**Assigned task:** This task calls for every entry below to be repeated exactly.

**Entries provided:**
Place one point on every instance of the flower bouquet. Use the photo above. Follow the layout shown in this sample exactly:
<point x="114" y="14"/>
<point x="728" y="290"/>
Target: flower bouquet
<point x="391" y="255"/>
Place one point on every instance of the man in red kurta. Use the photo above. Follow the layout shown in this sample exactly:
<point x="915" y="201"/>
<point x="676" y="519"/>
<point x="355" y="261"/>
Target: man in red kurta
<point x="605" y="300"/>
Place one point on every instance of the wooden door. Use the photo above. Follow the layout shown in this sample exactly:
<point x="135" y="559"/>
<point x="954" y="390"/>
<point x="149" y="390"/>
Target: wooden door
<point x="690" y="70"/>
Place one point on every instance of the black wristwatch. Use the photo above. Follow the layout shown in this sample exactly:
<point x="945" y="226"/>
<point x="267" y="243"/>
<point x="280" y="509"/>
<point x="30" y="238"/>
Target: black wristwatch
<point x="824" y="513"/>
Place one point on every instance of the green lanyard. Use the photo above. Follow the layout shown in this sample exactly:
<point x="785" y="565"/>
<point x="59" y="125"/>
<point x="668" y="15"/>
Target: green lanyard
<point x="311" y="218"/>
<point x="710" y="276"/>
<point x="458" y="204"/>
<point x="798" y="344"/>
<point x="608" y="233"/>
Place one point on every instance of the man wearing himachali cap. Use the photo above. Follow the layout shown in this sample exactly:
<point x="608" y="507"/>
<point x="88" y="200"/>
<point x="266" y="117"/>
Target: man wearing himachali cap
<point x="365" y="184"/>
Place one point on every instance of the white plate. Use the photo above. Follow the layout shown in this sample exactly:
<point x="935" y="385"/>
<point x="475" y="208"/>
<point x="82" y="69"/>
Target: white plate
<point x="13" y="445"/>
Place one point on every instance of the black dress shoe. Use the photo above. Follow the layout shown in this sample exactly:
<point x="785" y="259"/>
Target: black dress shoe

**Solution to the exercise:**
Place one point on every instance of the flower bouquet. Use the photo above. Follow the layout shown in this sample exactly:
<point x="114" y="14"/>
<point x="728" y="290"/>
Target: flower bouquet
<point x="391" y="255"/>
Place one point on every instance of the man in red kurta. Use the photo above. Follow the layout shown in this sample exactly:
<point x="915" y="201"/>
<point x="676" y="519"/>
<point x="355" y="261"/>
Target: man in red kurta
<point x="605" y="300"/>
Place one point on every instance of the wooden door. Use the photo above. Follow the layout shown in this sample exactly:
<point x="135" y="559"/>
<point x="954" y="390"/>
<point x="149" y="390"/>
Target: wooden door
<point x="690" y="70"/>
Place one point on every instance of the black wristwatch. Use the photo above. Follow the layout shown in this sample exactly:
<point x="945" y="226"/>
<point x="267" y="243"/>
<point x="280" y="509"/>
<point x="30" y="238"/>
Target: black wristwatch
<point x="824" y="513"/>
Place one point on every instance of the green lanyard. Use the photo above. Follow the layout shown in this sample exactly:
<point x="785" y="565"/>
<point x="59" y="125"/>
<point x="668" y="15"/>
Target: green lanyard
<point x="311" y="218"/>
<point x="710" y="276"/>
<point x="458" y="204"/>
<point x="798" y="344"/>
<point x="608" y="233"/>
Place one point on every instance of the man wearing himachali cap. Use the photo above. Follow the layout shown in this sample exactly:
<point x="608" y="507"/>
<point x="88" y="200"/>
<point x="266" y="117"/>
Target: man wearing himachali cap
<point x="365" y="184"/>
Place one point on every instance of the white plate. Use the photo above. Follow the layout shown in this sample exactly:
<point x="935" y="385"/>
<point x="475" y="208"/>
<point x="82" y="69"/>
Target: white plate
<point x="13" y="445"/>
Place one point on every instance of the black dress shoe. Use the photo above. Follow the layout shown in this sample exactly:
<point x="785" y="259"/>
Target: black dress shoe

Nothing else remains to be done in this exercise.